What is asked. Copy every line starting at the line that contains "The service MUST return one point per instance of the thumb" and ending at the last of the items below, requests included. In the answers, multiply each x and y coordinate by 1.9 and round it to a whole number, rounding halves up.

Data in this exercise.

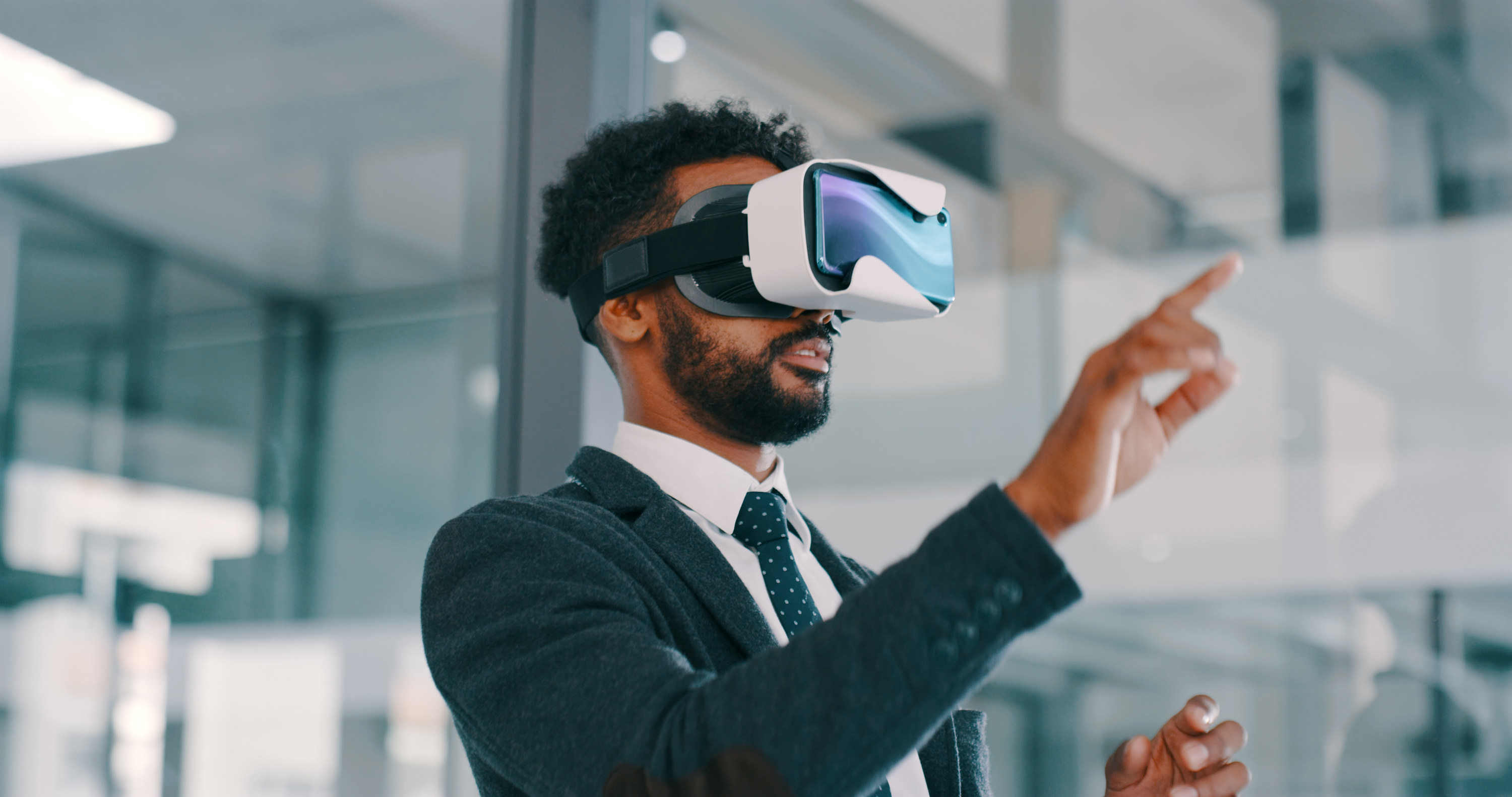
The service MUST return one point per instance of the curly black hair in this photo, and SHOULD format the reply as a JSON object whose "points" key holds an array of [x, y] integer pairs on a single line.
{"points": [[616, 188]]}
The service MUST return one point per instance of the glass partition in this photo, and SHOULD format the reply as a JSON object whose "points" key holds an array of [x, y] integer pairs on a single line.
{"points": [[253, 251]]}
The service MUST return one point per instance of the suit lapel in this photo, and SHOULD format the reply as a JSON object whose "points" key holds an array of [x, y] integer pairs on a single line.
{"points": [[690, 553], [619, 488], [846, 577]]}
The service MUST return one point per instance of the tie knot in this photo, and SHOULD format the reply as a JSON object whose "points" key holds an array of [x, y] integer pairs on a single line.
{"points": [[763, 519]]}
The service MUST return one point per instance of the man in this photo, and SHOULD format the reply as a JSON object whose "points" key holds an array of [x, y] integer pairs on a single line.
{"points": [[654, 627]]}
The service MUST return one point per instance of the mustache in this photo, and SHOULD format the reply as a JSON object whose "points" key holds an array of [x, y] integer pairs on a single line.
{"points": [[809, 331]]}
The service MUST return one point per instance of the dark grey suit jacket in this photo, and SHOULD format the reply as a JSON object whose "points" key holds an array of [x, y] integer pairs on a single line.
{"points": [[593, 640]]}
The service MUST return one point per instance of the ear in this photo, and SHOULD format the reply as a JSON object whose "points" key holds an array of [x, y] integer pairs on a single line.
{"points": [[626, 318]]}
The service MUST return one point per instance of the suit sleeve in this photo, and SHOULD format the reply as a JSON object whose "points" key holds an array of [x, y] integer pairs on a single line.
{"points": [[560, 671]]}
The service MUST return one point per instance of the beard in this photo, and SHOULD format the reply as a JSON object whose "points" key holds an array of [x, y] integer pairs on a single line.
{"points": [[735, 392]]}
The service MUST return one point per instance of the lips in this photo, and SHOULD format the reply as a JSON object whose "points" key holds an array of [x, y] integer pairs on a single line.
{"points": [[812, 354]]}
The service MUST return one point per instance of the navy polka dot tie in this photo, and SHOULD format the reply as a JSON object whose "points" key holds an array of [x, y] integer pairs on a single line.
{"points": [[763, 527]]}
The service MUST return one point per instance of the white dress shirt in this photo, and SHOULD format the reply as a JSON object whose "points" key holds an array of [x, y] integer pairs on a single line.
{"points": [[711, 491]]}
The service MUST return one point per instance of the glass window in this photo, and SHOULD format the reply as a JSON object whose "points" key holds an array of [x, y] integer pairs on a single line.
{"points": [[1324, 551]]}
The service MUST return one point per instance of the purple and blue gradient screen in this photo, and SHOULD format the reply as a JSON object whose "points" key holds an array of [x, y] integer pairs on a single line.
{"points": [[856, 220]]}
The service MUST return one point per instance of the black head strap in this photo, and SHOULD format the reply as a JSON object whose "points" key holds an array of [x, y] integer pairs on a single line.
{"points": [[649, 259]]}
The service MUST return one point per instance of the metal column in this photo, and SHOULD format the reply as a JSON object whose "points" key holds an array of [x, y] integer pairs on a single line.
{"points": [[540, 354]]}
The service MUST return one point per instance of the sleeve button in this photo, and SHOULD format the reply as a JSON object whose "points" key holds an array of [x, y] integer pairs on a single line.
{"points": [[946, 651], [1007, 592]]}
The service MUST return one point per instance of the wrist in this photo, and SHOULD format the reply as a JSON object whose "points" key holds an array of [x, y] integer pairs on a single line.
{"points": [[1032, 501]]}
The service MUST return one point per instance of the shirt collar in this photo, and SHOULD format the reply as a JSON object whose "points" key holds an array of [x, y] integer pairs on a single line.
{"points": [[699, 479]]}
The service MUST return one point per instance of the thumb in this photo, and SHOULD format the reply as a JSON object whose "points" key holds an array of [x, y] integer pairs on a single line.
{"points": [[1128, 763]]}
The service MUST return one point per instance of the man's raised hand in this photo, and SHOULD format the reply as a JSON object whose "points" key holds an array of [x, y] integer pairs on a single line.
{"points": [[1107, 438], [1184, 760]]}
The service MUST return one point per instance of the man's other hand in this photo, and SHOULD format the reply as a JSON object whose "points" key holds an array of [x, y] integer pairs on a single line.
{"points": [[1107, 438], [1184, 760]]}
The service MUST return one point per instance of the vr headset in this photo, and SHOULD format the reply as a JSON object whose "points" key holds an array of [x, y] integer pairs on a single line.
{"points": [[828, 235]]}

Solution to the exercise.
The service MUST return one point per instance of the thumb in this photo, and SHOULD format the reply as a JSON object whose "points" key holds an array of [x, y] integer pairs on a single line.
{"points": [[2143, 1450]]}
The service MUST return one point per instance of the man's raised hand in this photo, and SHOULD format the reply as a JSON object whose "points" key holds an array of [x, y] integer pairs on a single line.
{"points": [[2103, 832], [2250, 1444]]}
The service MUST return one point per instance of the man's other hand in this photo, and SHOULD format the reply as a JSON object whose "points" key holds an array of [x, y] integer pairs on a single line.
{"points": [[2103, 832], [2250, 1444]]}
The service MUST return one point per instance of the vr headset in this photo, and SHOULD format the reply as a JSON object whose "points" key holds an array of [x, y] integer pairs on a single line.
{"points": [[1573, 447]]}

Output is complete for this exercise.